# [What you should do]
Write the next part of the passage on Patriarch Kirill and relations between the Russian Orthodox Church and the Vatican, picking up after its final sentence.
[start of Given text]
Upon the death of Alexey II in
December 2008, Metropolitan Kirill was elected Patriarch. For twenty years, he
had served as Chairman of the Russian Orthodox Church’s Department for External
Relations, the Church’s “foreign minister,” so he was the Vatican’s main
post-communist interlocutor and known by Cardinal Joseph Ratzinger.
Kirill, age
78, is a sophisticated man with deep standing at home. His father and
grandfather (who was arrested by the Soviets in 1933 for capitalizing the word
“God”) were Orthodox priests, as is his brother, a theology professor; his
mother was a German language teacher. In 1971, Kirill was posted to Geneva to
serve as the Russian Orthodox Church’s representative to the World Council of
Churches, the preeminent global ecumenical forum founded in 1948 with some 350
Christian member churches, though the Catholic Church chose observer status.
Kirill and Benedict shared an
analysis of the risks threatening the West. They both believed that Western
culture depends on its Christian foundation for the precepts of virtue, which
guarantee freedom. For these men, who lived through totalitarian and authoritarian
oppression, rampant secularism and moral collapse signal a dangerous
instability that can invite new forms of tyranny. They are also wary of radical
Islam, and its threat to minority Christian populations around the world.
Of course, Patriarch Kirill advanced
his ideas from a position of strength: The Russian Orthodox Church experienced
a renaissance after the collapse of Communism.[5] It
also became closely allied with political power, giving the Church muscle and
relevance. As cooperation began to flourish under the Church leaders — the
Vatican sponsored a “Day of Russian Culture and Spirituality;” the Orthodox
countered by organizing a concert dedicated to Benedict — political relations
between the Russian state and Vatican City also gained ground.
Not only did
warmth between the churches facilitate this agreement, but continuous cordial
relations between President Vladimir Putin and Pope Benedict paved the way.
[end of Given text]
[start of Recorded data]
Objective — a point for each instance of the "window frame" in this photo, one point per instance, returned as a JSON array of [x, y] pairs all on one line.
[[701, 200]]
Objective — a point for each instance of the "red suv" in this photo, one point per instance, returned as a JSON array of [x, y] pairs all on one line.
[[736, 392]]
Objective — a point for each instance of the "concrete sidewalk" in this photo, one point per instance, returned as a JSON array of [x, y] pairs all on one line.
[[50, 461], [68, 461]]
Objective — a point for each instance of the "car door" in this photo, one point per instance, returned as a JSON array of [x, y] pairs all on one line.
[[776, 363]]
[end of Recorded data]
# [Answer for the task]
They met at the Vatican in March 2007, conversing in the pontiff’s native
language. Putin speaks German fluently, because he learned it at home and lived
in Dresden for several years while working for the KGB (Gray 2024). During the
visit, according to a U.S. Embassy cable released through Wikileaks, Putin
pledged his government would “do all it can to favor dialogue between the two
churches.” Two years later, Russian President Dmitri Medvedev (2008-2012) and
Benedict met in Rome and announced the imminent exchange of ambassadors as a result of full diplomatic recognition between the two
countries (AsiaNews 2009).
Despite
wars, historically, German-Russian relations have been
marked by mutual respect, even admiration. Several Tzars were ethnic Germans.
Poland (Catholic) and Russia (Orthodox), on the other hand, have been enemies
for centuries. Thus, under John Paul II and Benedict respectively, the
coincidence of birth both delayed and advanced diplomacy.
VII. A Catholic-Orthodox
Breakthrough in Poland
Because the
Vatican influences the attitudes of Catholic Churches around the world, the
newfound communication between Rome and Moscow influenced relations between the
Catholic Church in Poland and the Russian Orthodox. In 2012, recommended by
Benedict, the Roman Catholic bishops of Poland and the Russian Orthodox
Patriarch signed a joint message urging people of both nations to join them in
pursuit of reconciliation, premised on overcoming “mutual prejudice.” It was
the first time a Russian patriarch had ever visited modern Poland, and it was
an event of great public interest, even broadcast live on Polish TV.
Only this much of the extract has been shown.